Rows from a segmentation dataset
------------------------------------------------
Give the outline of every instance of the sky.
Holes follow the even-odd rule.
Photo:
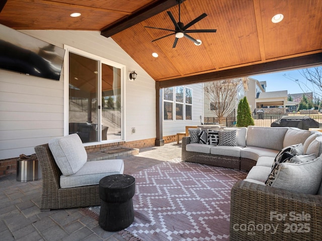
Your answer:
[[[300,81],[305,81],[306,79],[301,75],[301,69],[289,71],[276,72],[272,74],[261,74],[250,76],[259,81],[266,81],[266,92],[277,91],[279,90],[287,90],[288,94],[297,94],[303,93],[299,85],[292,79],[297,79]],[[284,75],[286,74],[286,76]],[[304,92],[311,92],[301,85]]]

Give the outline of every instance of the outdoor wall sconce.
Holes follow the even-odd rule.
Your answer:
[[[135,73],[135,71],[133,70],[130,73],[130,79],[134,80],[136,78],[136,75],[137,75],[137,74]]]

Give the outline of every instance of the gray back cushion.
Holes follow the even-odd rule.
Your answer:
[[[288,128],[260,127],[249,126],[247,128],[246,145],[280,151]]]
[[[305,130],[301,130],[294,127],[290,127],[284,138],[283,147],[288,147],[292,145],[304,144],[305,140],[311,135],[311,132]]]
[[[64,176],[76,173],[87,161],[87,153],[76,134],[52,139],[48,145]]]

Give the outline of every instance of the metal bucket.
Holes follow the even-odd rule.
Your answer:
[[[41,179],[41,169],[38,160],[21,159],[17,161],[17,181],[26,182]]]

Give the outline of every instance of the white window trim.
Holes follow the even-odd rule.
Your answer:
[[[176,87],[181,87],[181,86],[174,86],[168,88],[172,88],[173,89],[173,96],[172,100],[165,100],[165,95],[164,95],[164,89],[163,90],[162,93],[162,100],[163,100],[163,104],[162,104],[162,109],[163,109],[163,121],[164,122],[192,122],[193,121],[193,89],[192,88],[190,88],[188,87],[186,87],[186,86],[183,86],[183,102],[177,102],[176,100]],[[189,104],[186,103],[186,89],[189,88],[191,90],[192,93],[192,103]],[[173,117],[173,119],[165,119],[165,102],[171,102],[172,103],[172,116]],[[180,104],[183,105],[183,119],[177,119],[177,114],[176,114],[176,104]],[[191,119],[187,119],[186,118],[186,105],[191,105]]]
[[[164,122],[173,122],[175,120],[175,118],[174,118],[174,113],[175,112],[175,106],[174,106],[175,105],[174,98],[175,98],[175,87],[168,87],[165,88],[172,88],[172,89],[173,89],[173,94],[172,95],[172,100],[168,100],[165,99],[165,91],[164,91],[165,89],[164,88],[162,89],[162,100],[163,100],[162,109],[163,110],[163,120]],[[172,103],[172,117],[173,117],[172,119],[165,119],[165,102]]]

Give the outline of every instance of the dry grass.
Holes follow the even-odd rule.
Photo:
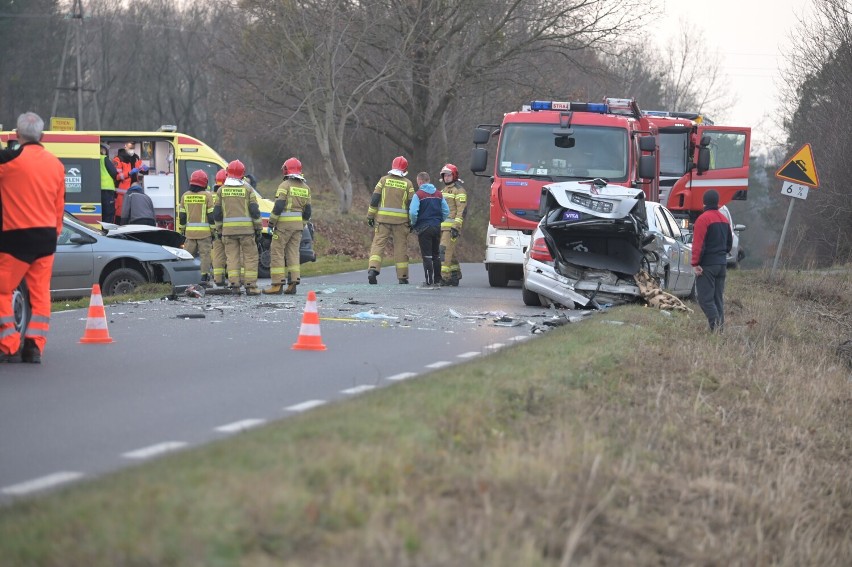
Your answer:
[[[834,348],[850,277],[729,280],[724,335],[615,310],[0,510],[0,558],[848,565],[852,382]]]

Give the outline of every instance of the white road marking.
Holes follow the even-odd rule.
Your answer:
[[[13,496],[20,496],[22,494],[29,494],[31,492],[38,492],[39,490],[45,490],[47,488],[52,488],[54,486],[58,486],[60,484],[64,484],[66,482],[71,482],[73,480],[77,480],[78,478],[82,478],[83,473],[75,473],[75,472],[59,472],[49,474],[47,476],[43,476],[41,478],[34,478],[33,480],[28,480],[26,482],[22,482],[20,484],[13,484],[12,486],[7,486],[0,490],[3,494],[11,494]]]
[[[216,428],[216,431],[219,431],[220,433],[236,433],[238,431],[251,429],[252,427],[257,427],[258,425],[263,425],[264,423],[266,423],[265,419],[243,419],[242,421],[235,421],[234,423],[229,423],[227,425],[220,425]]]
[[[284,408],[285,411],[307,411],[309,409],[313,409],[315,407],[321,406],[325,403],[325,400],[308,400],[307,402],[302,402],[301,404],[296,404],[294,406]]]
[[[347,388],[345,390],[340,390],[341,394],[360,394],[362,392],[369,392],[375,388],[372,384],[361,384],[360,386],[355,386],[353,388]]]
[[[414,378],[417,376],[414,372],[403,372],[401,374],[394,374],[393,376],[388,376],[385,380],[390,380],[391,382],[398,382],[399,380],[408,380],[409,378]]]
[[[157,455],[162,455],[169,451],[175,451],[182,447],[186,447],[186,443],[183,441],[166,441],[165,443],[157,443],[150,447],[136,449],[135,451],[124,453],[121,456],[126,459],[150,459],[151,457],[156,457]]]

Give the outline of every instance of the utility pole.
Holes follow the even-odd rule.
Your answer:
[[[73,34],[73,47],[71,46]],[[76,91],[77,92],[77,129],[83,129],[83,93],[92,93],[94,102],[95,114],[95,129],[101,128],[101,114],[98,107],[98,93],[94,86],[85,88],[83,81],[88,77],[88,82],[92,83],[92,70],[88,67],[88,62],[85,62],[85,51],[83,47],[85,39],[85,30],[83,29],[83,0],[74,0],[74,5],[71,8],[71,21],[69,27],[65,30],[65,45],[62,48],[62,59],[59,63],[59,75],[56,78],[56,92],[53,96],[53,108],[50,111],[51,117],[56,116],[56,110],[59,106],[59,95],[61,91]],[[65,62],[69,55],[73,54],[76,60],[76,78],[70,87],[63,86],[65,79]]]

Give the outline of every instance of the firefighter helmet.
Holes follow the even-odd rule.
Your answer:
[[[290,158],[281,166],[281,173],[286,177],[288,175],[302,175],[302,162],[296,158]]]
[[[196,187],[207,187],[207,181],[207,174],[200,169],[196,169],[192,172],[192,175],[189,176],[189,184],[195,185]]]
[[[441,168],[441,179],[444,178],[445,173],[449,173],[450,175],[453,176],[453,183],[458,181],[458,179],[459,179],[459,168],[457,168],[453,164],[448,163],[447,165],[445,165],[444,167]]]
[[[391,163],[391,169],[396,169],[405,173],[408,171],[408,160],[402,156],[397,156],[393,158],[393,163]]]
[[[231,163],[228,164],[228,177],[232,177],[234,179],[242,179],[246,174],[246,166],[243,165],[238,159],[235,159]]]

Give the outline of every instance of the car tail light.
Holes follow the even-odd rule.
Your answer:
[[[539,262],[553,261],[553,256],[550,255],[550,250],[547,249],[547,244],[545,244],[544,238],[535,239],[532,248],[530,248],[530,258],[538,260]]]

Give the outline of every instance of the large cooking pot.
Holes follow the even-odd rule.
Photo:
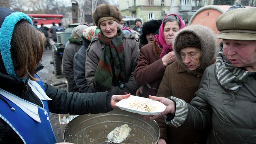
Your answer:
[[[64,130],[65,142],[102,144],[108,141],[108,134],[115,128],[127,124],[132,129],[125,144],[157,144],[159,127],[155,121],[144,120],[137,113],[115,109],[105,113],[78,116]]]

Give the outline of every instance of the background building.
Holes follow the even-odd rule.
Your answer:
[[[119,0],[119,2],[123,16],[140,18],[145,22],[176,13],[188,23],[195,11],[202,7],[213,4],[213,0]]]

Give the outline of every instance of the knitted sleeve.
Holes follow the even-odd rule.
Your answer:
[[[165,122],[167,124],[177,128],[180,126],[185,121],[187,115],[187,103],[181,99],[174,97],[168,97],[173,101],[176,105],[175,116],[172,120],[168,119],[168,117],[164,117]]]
------------------------------------------------
▸ PROBLEM TO WORK ON
Exclude the pictures. Write out the remaining data exactly.

▸ SOLUTION
Give the outline of every instance of the sky.
Holes follow the even-odd rule.
Photo:
Your answer:
[[[300,81],[305,81],[306,79],[301,75],[301,69],[289,71],[276,72],[272,74],[261,74],[250,76],[259,81],[266,81],[266,92],[277,91],[279,90],[287,90],[288,94],[297,94],[303,93],[299,85],[292,79],[297,79]],[[284,75],[286,74],[286,76]],[[304,92],[311,92],[301,85]]]

Give the outline of every instance of the outdoor wall sconce.
Holes follow the even-odd rule.
Your answer:
[[[135,73],[135,71],[133,70],[130,73],[130,79],[134,80],[136,78],[136,75],[137,75],[137,74]]]

Give the outline of every instance of the gray back cushion.
Holes follow the even-odd rule.
Your answer:
[[[288,128],[260,127],[249,126],[247,128],[246,145],[280,151]]]
[[[305,130],[301,130],[294,127],[290,127],[284,138],[283,147],[288,147],[292,145],[304,144],[305,140],[311,135],[311,132]]]
[[[64,176],[76,173],[87,161],[87,153],[76,134],[52,139],[48,145]]]

Give the outline of every instance of the metal bucket.
Holes follow the even-odd rule.
Your answer:
[[[41,179],[41,169],[38,160],[21,159],[17,161],[17,181],[26,182]]]

Give the outline of every instance of the white window trim.
Holes follow the even-odd rule.
Your answer:
[[[176,87],[181,87],[181,86],[174,86],[168,88],[172,88],[173,89],[173,96],[172,100],[165,100],[165,95],[164,95],[164,89],[163,90],[162,93],[162,100],[163,100],[163,104],[162,104],[162,109],[163,109],[163,121],[164,122],[192,122],[193,121],[193,89],[192,88],[190,88],[188,87],[186,87],[186,86],[183,86],[183,102],[177,102],[176,100]],[[189,104],[186,103],[186,89],[189,88],[191,90],[192,93],[192,103]],[[173,117],[173,119],[165,119],[165,102],[171,102],[172,103],[172,116]],[[180,104],[183,105],[183,119],[177,119],[177,114],[176,114],[176,104]],[[191,119],[187,119],[186,118],[186,105],[191,105]]]
[[[164,122],[173,122],[175,120],[175,118],[174,118],[174,113],[175,112],[175,106],[174,106],[175,105],[174,98],[175,98],[175,87],[168,87],[165,88],[172,88],[172,89],[173,89],[173,94],[172,95],[172,100],[168,100],[165,99],[165,91],[164,91],[165,89],[164,88],[162,89],[162,100],[163,100],[162,109],[163,110],[163,120]],[[172,103],[172,117],[173,117],[172,119],[165,119],[165,102]]]

Give the outline of every instance of the dry grass.
Holes follow the even-odd rule.
Photo:
Your answer:
[[[834,348],[850,277],[729,280],[724,335],[615,310],[0,510],[0,558],[848,565],[852,382]]]

Give the outline of every instance of the white road marking.
Holes follow the even-odd rule.
Your answer:
[[[13,496],[20,496],[22,494],[29,494],[31,492],[38,492],[39,490],[45,490],[47,488],[52,488],[54,486],[58,486],[60,484],[64,484],[66,482],[71,482],[73,480],[77,480],[78,478],[82,478],[83,473],[75,473],[75,472],[59,472],[49,474],[47,476],[43,476],[41,478],[34,478],[33,480],[28,480],[26,482],[22,482],[20,484],[13,484],[12,486],[7,486],[0,490],[3,494],[11,494]]]
[[[216,428],[216,431],[219,431],[220,433],[236,433],[238,431],[251,429],[252,427],[257,427],[258,425],[263,425],[264,423],[266,423],[265,419],[243,419],[242,421],[235,421],[234,423],[229,423],[227,425],[220,425]]]
[[[284,408],[285,411],[307,411],[309,409],[313,409],[315,407],[321,406],[325,403],[325,400],[308,400],[307,402],[302,402],[301,404],[296,404],[294,406]]]
[[[347,388],[345,390],[340,390],[341,394],[360,394],[362,392],[369,392],[375,388],[372,384],[361,384],[360,386],[355,386],[353,388]]]
[[[414,378],[417,376],[414,372],[403,372],[401,374],[394,374],[393,376],[388,376],[385,380],[390,380],[391,382],[398,382],[399,380],[408,380],[409,378]]]
[[[157,455],[162,455],[169,451],[175,451],[182,447],[186,447],[186,443],[183,441],[166,441],[165,443],[157,443],[150,447],[136,449],[135,451],[124,453],[121,456],[126,459],[150,459],[151,457],[156,457]]]

Give the outline of every instance of the utility pole.
Holes follow the even-odd rule.
Your answer:
[[[73,34],[73,47],[71,46]],[[76,91],[77,92],[77,129],[83,129],[83,93],[92,93],[94,102],[95,114],[95,129],[101,128],[101,114],[98,107],[98,93],[94,86],[85,88],[83,81],[88,77],[88,82],[92,83],[92,70],[88,67],[88,62],[85,62],[85,51],[83,47],[85,39],[85,30],[83,29],[83,0],[74,0],[74,5],[71,8],[71,21],[69,27],[65,30],[65,45],[62,48],[62,59],[59,63],[59,75],[56,78],[56,92],[53,96],[53,108],[50,111],[51,117],[56,116],[56,110],[59,106],[59,95],[61,91]],[[65,62],[69,55],[73,54],[76,60],[76,78],[70,87],[63,86],[65,79]]]

Give the outline of every instance of the firefighter helmet.
Holes follow the even-odd rule.
Your answer:
[[[290,158],[281,166],[281,173],[286,177],[288,175],[302,175],[302,162],[296,158]]]
[[[196,187],[207,187],[207,181],[207,174],[200,169],[196,169],[192,172],[192,175],[189,176],[189,184],[195,185]]]
[[[441,168],[441,179],[444,178],[445,173],[449,173],[450,175],[453,176],[453,183],[458,181],[458,179],[459,179],[459,168],[457,168],[453,164],[448,163],[447,165],[445,165],[444,167]]]
[[[391,163],[391,169],[396,169],[405,173],[408,171],[408,160],[402,156],[397,156],[393,158],[393,163]]]
[[[231,163],[228,164],[228,177],[232,177],[234,179],[242,179],[246,174],[246,166],[243,165],[238,159],[235,159]]]

Give the outline of every instance of the car tail light.
Holes follow the even-odd rule.
Your answer:
[[[539,262],[553,261],[553,256],[550,255],[550,250],[547,249],[547,244],[545,244],[544,238],[535,239],[532,248],[530,248],[530,258],[538,260]]]

Give the outline of every instance of the large cooking pot.
Holes follow the even-odd rule.
Photo:
Your answer:
[[[64,130],[65,142],[102,144],[108,141],[108,134],[115,128],[127,124],[132,129],[125,144],[157,144],[159,127],[155,121],[144,120],[137,113],[115,109],[105,113],[78,116]]]

Give the outline of every instance of the background building.
Holes follow the even-odd rule.
Your answer:
[[[119,0],[119,2],[123,16],[140,18],[145,22],[176,13],[188,23],[195,11],[202,7],[213,4],[213,0]]]

Give the outline of every instance of the knitted sleeve.
Holes follow the even-odd rule.
Your answer:
[[[165,122],[167,124],[177,128],[180,126],[185,121],[187,115],[187,103],[181,99],[174,97],[168,97],[173,101],[176,105],[175,116],[172,120],[168,119],[168,117],[164,117]]]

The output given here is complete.